→ WHAT IS NEEDED
Can you put the items from the line containing "Target: female purple finch" (that line included) through the last line of the items into a JSON list of strings, one string per line and blank lines left out?

→ SUPPLIED DATA
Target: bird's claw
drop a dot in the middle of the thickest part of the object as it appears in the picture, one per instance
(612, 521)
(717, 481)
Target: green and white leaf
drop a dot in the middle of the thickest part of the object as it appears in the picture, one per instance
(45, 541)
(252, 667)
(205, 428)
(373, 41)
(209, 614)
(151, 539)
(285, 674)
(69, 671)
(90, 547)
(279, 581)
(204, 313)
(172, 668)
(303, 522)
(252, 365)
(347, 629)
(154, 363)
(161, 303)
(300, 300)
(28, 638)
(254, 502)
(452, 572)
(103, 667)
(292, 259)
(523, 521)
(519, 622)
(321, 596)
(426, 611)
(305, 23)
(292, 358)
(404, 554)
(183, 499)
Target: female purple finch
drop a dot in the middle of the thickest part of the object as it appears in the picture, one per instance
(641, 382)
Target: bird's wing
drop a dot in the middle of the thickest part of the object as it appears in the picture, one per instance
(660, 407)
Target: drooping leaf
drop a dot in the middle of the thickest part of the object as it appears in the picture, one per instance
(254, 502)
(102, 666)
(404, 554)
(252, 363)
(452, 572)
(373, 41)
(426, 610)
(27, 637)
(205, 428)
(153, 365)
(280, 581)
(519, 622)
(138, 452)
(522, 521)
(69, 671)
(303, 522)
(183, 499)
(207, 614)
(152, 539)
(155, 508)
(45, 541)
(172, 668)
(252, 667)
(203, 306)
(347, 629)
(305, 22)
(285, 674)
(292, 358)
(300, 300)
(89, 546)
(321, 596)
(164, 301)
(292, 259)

→ FINAL RESULT
[
  "Target: female purple finch",
  "drop a dot in the middle of the thickest part of the object as it appears in the picture, one per instance",
  "(641, 382)",
  "Target: bird's wing",
  "drop a dot in the middle of the thickest part of the object as it appears in the picture, one per instance",
  "(660, 407)",
  "Target: drooping leaf",
  "drop a dot in the middle of the thickest part of the object as it appears in the picture, one per instance",
  "(254, 502)",
  "(102, 666)",
  "(404, 554)",
  "(252, 363)",
  "(452, 572)",
  "(373, 41)",
  "(426, 610)",
  "(27, 637)",
  "(205, 428)",
  "(153, 365)",
  "(280, 581)",
  "(519, 622)",
  "(138, 452)",
  "(522, 521)",
  "(69, 671)",
  "(303, 522)",
  "(183, 499)",
  "(207, 614)",
  "(152, 539)",
  "(155, 508)",
  "(45, 541)",
  "(172, 668)",
  "(252, 667)",
  "(203, 306)",
  "(347, 629)",
  "(305, 22)",
  "(285, 674)",
  "(292, 358)",
  "(300, 300)",
  "(89, 546)",
  "(321, 596)",
  "(164, 301)",
  "(292, 259)"
]